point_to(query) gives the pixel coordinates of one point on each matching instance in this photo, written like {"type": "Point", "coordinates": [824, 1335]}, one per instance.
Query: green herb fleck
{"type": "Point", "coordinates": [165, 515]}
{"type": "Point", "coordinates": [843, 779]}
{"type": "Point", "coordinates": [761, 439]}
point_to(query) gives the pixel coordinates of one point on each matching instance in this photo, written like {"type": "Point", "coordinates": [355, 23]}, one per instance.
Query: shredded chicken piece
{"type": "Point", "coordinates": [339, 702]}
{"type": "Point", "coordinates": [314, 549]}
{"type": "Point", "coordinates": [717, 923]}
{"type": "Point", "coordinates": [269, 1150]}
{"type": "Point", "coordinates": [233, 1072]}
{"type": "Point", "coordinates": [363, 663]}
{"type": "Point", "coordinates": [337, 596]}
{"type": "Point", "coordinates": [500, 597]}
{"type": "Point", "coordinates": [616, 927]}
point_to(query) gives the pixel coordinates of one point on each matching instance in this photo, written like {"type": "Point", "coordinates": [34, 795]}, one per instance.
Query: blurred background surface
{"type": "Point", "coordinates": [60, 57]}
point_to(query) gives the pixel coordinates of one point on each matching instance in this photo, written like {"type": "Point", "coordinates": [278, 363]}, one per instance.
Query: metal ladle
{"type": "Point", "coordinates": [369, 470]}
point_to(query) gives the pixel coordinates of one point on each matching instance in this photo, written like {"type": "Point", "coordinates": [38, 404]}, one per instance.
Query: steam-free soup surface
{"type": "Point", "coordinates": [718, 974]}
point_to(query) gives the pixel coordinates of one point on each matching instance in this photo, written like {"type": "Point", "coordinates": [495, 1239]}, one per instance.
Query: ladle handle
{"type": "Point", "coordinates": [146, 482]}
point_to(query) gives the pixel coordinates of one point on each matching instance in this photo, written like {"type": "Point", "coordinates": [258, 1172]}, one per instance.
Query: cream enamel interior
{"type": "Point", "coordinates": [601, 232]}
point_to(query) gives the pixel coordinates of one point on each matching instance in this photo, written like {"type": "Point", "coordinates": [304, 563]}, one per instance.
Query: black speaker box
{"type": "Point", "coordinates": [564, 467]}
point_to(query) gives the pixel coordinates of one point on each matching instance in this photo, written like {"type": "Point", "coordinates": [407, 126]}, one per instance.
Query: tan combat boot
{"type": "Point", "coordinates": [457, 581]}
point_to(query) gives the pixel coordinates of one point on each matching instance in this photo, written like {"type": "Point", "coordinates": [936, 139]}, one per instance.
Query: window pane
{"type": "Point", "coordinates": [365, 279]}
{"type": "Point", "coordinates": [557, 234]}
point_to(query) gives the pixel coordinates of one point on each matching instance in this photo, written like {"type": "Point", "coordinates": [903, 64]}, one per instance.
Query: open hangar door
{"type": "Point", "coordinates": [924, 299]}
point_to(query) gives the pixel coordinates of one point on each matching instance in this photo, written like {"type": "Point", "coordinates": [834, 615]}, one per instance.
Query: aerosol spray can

▸ What you have to do
Repeat the records above exactly, leaving none out.

▸ Exercise response
point_to(query) gives the pixel coordinates of one point on each matching instance in this photo, written like {"type": "Point", "coordinates": [824, 1335]}, one per instance.
Query: green herb fleck
{"type": "Point", "coordinates": [165, 515]}
{"type": "Point", "coordinates": [843, 779]}
{"type": "Point", "coordinates": [761, 439]}
point_to(query) gives the pixel coordinates of one point on each matching instance in this photo, written like {"type": "Point", "coordinates": [355, 23]}, one per instance.
Query: shredded chicken piece
{"type": "Point", "coordinates": [339, 702]}
{"type": "Point", "coordinates": [314, 549]}
{"type": "Point", "coordinates": [717, 923]}
{"type": "Point", "coordinates": [269, 1150]}
{"type": "Point", "coordinates": [233, 1072]}
{"type": "Point", "coordinates": [363, 663]}
{"type": "Point", "coordinates": [337, 596]}
{"type": "Point", "coordinates": [500, 597]}
{"type": "Point", "coordinates": [616, 927]}
point_to(query) gives the pixel coordinates of one point on each matching instance in this photo, written like {"type": "Point", "coordinates": [34, 795]}, one per instance.
Query: blurred background surface
{"type": "Point", "coordinates": [60, 57]}
point_to(query) gives the pixel coordinates of one point on each matching instance in this photo, written like {"type": "Point", "coordinates": [278, 363]}, one per instance.
Query: metal ladle
{"type": "Point", "coordinates": [369, 470]}
point_to(query) gives the pixel coordinates of one point on each matching instance in this photo, written like {"type": "Point", "coordinates": [38, 404]}, one per instance.
Query: steam-free soup surface
{"type": "Point", "coordinates": [718, 974]}
point_to(query) gives the pixel coordinates of one point on each matching instance in this photo, written like {"type": "Point", "coordinates": [495, 1239]}, one per instance.
Query: ladle handle
{"type": "Point", "coordinates": [146, 482]}
point_to(query) gives the pixel coordinates of one point on each matching instance in this photo, written like {"type": "Point", "coordinates": [258, 1172]}, one per instance.
Query: cream enamel interior
{"type": "Point", "coordinates": [601, 232]}
point_to(query) gives the pixel coordinates of one point on each matching instance in this photo, written like {"type": "Point", "coordinates": [304, 563]}, one per instance.
Query: black speaker box
{"type": "Point", "coordinates": [564, 467]}
point_to(query) gives the pixel coordinates of one point on each matching instance in this photo, written like {"type": "Point", "coordinates": [407, 126]}, one per instance.
Query: tan combat boot
{"type": "Point", "coordinates": [457, 581]}
point_to(query) gives the pixel coordinates of one point on each matching instance in this photo, written like {"type": "Point", "coordinates": [936, 139]}, one per instance.
Query: window pane
{"type": "Point", "coordinates": [365, 279]}
{"type": "Point", "coordinates": [557, 234]}
point_to(query) gives the pixel coordinates of one point on each matching instance in this photo, written like {"type": "Point", "coordinates": [903, 64]}, one per instance.
Query: open hangar door
{"type": "Point", "coordinates": [924, 299]}
point_to(query) gives the pixel coordinates of one point on each matching instance in this photo, written like {"type": "Point", "coordinates": [834, 615]}, one per instance.
Query: aerosol spray can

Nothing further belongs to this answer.